-- Recorded data start --

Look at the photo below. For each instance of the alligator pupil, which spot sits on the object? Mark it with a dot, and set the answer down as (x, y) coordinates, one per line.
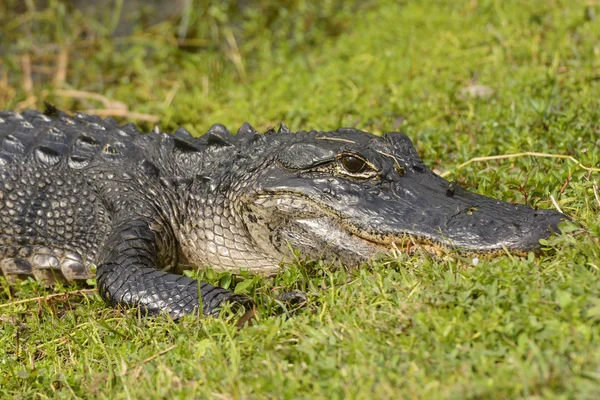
(352, 164)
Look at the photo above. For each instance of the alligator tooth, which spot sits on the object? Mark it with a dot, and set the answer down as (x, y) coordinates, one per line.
(283, 128)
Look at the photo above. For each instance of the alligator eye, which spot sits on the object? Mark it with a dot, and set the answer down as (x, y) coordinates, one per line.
(353, 164)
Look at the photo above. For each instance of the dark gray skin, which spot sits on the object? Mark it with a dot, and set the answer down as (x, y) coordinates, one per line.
(82, 191)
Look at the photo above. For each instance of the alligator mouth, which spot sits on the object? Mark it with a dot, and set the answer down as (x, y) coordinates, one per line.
(420, 217)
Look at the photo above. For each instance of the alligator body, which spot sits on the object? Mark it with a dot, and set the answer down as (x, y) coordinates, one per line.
(77, 192)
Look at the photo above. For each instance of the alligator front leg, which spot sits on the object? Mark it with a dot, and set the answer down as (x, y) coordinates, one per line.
(126, 276)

-- Recorded data end --

Do this
Repeat, character for character, the lines from the one that holds "alligator eye, which" to the final line of the material, inclusive, and no other lines.

Answer
Look at the photo above. For each instance of the alligator eye, which spot sits on the object? Mark it with a dot, and set the answer down as (x, y) coordinates, one per line.
(353, 164)
Look at the photo above. For each instance of the dark gray skin, which spot sits on the object? Mark it with a dot, and set the answer down as (x, y) coordinates, one per line.
(82, 191)
Look at the photo above. For each instance of the alligator mouth, which spot sits on the object? Mark it with a dot, and set the answer down as (x, y) coordinates, one per line.
(420, 217)
Look at the photo above. For each instance of the alligator body, which spot sits on the object? Mark it with a dot, and set the answer down as (x, y) coordinates, one per line.
(77, 192)
Look at the photo above. For each instance of the alligator front leg, which spot sits on the object? Mark it with a dot, and set the answer down as (x, y) coordinates, one per line.
(126, 276)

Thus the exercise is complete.